**Directions**:
Reproduce the closing run of lines below verbatim, from the line that contains "Where can the tree trunk" up to and including the final line.

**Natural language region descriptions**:
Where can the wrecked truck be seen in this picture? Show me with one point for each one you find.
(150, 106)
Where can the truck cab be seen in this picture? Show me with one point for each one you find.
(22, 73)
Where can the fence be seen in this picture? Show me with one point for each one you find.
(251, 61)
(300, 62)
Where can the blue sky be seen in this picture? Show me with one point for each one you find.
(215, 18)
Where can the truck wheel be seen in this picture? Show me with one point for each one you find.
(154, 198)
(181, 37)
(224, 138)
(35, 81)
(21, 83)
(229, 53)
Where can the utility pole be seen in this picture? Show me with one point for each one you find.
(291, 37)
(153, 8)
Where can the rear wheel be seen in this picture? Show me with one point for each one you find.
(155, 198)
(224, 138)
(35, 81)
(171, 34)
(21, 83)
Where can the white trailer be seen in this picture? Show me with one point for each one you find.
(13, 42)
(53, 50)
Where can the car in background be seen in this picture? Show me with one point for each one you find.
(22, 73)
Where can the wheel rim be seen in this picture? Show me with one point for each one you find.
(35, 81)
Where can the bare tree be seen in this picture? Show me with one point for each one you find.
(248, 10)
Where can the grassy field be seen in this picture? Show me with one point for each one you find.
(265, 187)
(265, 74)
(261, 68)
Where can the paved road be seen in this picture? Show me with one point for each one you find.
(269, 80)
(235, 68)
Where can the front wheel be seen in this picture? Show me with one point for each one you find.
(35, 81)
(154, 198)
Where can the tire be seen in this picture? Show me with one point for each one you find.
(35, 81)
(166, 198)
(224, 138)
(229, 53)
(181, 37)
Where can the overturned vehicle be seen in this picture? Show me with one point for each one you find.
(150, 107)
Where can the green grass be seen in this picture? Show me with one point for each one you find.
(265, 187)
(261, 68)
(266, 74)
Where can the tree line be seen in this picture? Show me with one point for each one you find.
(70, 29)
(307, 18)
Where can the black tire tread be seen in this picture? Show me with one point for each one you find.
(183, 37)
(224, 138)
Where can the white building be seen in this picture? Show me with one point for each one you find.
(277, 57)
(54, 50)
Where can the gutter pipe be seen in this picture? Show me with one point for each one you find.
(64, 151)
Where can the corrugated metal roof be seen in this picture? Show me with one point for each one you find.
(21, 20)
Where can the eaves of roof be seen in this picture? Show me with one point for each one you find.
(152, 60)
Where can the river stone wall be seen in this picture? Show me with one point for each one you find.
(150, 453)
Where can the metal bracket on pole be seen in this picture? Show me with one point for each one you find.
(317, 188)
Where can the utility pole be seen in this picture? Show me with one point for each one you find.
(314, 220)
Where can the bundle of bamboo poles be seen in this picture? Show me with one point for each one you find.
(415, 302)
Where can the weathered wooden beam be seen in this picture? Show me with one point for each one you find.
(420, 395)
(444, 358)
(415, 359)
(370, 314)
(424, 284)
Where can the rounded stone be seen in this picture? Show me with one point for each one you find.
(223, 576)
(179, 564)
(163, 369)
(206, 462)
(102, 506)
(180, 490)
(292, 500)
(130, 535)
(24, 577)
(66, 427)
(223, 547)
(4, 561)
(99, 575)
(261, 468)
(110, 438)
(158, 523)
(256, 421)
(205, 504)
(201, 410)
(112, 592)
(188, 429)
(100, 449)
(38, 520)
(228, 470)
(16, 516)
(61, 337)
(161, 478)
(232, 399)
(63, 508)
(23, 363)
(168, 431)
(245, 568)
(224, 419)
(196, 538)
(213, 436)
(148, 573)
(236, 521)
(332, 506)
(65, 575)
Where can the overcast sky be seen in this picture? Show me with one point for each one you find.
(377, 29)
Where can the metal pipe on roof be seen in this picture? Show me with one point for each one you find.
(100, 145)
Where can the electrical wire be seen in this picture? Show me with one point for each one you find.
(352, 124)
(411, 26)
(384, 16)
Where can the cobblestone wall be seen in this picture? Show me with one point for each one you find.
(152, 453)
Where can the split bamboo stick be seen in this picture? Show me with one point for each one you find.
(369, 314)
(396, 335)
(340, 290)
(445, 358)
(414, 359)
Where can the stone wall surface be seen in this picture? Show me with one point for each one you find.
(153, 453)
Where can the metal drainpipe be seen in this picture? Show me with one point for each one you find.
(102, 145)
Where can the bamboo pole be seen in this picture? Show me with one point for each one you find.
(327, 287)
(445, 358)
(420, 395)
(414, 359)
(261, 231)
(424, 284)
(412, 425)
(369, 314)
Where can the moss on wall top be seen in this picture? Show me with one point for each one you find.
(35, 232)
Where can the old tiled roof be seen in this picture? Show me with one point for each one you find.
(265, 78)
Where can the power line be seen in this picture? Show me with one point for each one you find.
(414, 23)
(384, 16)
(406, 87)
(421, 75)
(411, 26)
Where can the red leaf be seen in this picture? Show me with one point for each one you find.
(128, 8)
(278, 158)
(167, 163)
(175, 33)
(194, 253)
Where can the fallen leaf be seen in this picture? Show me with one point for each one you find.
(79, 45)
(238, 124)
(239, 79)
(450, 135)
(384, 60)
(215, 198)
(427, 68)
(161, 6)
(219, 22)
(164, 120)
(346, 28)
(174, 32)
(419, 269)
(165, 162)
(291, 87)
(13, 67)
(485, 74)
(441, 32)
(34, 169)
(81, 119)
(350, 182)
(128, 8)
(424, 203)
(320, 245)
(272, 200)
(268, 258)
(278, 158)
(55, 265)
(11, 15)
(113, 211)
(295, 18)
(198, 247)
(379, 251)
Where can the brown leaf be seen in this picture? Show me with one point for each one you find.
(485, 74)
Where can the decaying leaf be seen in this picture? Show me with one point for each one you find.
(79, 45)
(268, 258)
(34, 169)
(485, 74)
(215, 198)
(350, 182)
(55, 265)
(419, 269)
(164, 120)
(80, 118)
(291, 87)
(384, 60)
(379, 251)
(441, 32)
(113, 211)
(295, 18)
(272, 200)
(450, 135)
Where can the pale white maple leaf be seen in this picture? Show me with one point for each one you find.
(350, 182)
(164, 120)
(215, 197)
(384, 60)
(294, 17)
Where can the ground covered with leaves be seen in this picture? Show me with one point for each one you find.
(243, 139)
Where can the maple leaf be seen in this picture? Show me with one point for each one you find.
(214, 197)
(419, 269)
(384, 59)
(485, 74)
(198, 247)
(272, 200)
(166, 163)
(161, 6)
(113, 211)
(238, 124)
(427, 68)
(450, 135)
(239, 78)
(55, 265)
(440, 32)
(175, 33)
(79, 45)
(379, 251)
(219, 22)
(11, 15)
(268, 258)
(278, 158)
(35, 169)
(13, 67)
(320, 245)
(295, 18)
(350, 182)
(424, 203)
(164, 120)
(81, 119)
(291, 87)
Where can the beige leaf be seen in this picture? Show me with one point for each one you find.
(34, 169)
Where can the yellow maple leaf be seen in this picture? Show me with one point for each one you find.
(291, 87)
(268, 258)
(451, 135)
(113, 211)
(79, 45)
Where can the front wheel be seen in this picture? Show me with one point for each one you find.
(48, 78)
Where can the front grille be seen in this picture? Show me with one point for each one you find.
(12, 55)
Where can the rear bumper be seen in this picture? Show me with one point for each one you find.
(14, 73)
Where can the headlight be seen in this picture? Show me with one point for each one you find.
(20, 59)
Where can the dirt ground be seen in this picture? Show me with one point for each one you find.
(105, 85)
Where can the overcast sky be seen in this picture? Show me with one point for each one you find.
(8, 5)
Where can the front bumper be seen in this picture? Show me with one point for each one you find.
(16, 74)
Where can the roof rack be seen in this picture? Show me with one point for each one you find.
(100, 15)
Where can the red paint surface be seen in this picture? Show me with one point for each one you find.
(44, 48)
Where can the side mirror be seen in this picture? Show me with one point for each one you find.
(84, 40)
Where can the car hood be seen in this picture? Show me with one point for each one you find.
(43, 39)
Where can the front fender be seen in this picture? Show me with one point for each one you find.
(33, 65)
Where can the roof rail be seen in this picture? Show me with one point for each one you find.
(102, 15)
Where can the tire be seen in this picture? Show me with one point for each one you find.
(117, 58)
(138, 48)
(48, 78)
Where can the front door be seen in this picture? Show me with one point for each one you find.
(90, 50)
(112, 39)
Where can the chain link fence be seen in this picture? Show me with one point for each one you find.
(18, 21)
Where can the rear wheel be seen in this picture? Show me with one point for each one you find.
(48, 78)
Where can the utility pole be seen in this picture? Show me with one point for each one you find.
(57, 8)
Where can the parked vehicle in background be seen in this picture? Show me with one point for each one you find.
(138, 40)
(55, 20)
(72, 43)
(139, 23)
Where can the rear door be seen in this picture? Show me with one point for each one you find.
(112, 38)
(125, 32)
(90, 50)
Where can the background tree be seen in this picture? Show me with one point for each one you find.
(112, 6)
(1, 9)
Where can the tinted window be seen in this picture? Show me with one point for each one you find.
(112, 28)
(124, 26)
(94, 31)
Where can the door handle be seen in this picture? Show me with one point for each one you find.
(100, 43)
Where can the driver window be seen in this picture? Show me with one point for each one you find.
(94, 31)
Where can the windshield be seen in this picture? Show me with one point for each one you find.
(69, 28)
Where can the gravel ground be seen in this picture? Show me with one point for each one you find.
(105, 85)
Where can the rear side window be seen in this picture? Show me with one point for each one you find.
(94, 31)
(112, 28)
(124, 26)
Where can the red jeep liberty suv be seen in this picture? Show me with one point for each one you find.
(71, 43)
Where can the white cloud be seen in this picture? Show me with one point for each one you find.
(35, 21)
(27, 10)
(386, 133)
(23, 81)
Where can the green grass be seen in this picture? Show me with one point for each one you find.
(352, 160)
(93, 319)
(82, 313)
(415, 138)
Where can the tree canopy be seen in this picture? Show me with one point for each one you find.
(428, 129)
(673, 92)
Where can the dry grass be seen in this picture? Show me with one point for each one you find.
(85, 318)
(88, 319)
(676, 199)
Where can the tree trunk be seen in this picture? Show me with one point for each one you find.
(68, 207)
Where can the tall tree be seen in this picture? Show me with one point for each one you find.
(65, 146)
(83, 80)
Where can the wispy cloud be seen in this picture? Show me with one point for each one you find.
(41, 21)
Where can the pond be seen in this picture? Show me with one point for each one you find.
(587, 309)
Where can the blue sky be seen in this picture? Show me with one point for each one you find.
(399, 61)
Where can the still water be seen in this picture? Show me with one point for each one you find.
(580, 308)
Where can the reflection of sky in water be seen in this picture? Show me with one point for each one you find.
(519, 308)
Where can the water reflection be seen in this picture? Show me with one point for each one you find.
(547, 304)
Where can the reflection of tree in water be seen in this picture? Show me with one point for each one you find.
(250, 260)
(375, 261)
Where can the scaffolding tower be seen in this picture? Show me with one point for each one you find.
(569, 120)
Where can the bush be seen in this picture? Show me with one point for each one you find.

**Response to this task**:
Where can the tree trunk be seen in this picture? Show me with one point for each one you find.
(68, 207)
Where can the tall tree be seen in this picture? Show me with one point for each one you find.
(65, 146)
(83, 80)
Where can the wispy cloud be seen in this picture? Show me with one point for each one you find.
(41, 21)
Where can the pond be seen in this picture? Show me with one point for each one you find.
(587, 309)
Where can the blue sky be seen in this picture? Show me with one point for each one you find.
(399, 61)
Where can the still water be seen in this picture? Show me with one point for each one you find.
(580, 308)
Where can the reflection of sky in water be seen in this picture? Show me with one point for each one you find.
(519, 308)
Where can the water reflection be seen in this picture? Show me with one point for each one you find.
(547, 304)
Where can the reflection of tree in water be seen in this picture? Show me with one point for each one you find.
(250, 260)
(375, 261)
Where can the scaffolding tower be seen in this picture? Show me with one point for each one you find.
(569, 120)
Where can the bush be seen in this picture? Show me with one point for each one you find.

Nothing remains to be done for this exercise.